THE PROBLEM:
How do the lines below between the ones holding "In this exercise you will locate the insulated" and "In this exercise you will locate the cardboard", inclusive, read? Give them again exactly, with no other lines.

DATA LISTING:
- Opening Delimiter -

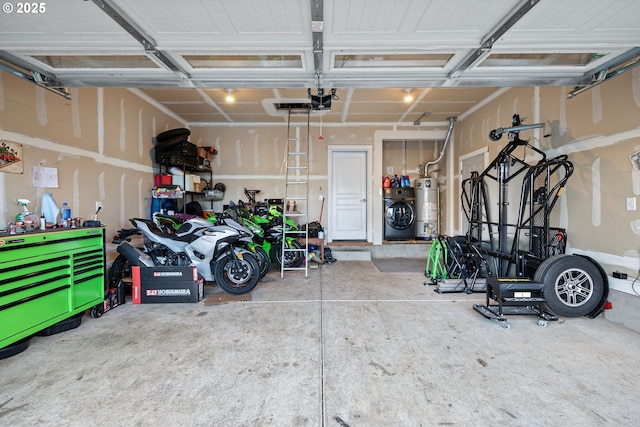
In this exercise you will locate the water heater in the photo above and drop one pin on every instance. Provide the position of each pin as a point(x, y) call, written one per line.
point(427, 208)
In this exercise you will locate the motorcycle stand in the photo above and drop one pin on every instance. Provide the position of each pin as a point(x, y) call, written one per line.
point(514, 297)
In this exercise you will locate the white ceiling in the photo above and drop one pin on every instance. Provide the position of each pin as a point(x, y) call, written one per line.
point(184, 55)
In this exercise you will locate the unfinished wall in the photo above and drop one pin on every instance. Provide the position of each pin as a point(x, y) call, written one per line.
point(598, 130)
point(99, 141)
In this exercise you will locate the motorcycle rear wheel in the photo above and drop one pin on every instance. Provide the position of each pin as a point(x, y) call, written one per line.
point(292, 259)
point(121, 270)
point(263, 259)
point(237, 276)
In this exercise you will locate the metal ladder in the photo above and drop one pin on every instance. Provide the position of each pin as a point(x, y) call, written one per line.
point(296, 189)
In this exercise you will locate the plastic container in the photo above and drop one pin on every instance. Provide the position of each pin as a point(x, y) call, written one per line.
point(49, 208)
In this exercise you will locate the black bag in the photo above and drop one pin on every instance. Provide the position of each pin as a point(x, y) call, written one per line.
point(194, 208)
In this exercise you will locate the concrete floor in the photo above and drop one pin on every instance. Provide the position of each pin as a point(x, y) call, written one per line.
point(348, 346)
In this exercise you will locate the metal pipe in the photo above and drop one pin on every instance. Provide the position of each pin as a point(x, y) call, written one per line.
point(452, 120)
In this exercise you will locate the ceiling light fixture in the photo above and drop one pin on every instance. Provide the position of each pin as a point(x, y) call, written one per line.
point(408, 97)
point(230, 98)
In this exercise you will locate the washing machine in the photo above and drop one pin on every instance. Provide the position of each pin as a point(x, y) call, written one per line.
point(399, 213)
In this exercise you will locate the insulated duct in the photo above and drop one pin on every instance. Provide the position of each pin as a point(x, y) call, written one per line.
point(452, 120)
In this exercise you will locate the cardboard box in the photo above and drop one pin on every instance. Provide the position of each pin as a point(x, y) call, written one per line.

- Closing Delimiter -
- Opening Delimiter -

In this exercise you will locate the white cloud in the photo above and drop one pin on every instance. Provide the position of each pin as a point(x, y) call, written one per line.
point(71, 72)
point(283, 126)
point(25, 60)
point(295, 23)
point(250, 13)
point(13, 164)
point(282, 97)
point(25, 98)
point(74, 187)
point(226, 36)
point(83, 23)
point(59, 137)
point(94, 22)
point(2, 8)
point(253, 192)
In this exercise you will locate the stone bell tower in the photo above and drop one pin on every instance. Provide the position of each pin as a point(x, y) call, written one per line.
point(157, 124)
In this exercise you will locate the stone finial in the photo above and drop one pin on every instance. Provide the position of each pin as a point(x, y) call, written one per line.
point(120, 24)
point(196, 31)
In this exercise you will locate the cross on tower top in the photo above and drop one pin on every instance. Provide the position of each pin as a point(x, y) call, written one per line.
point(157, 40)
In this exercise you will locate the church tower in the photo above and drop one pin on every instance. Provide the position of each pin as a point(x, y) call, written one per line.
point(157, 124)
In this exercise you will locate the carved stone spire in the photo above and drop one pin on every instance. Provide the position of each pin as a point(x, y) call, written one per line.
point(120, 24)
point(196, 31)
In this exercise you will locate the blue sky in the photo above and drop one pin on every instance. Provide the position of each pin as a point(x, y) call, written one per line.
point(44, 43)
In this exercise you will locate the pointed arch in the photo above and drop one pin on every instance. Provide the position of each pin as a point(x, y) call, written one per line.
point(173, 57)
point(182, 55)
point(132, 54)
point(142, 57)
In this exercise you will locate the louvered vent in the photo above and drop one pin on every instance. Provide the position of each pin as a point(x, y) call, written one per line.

- Closing Delimiter -
- Opening Delimiter -

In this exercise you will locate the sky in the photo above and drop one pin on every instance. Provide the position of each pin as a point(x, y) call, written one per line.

- Closing Delimiter -

ANSWER SECTION:
In this exercise you will locate the insulated duct in the photo above and drop one pin on every instance. Provide the position of each pin as a point(x, y) call, written one per line.
point(452, 120)
In this exercise you will locate the cardboard box in the photo above and drop one pin on every instance. Provide the position of each pin as a point(x, y) call, written one per line.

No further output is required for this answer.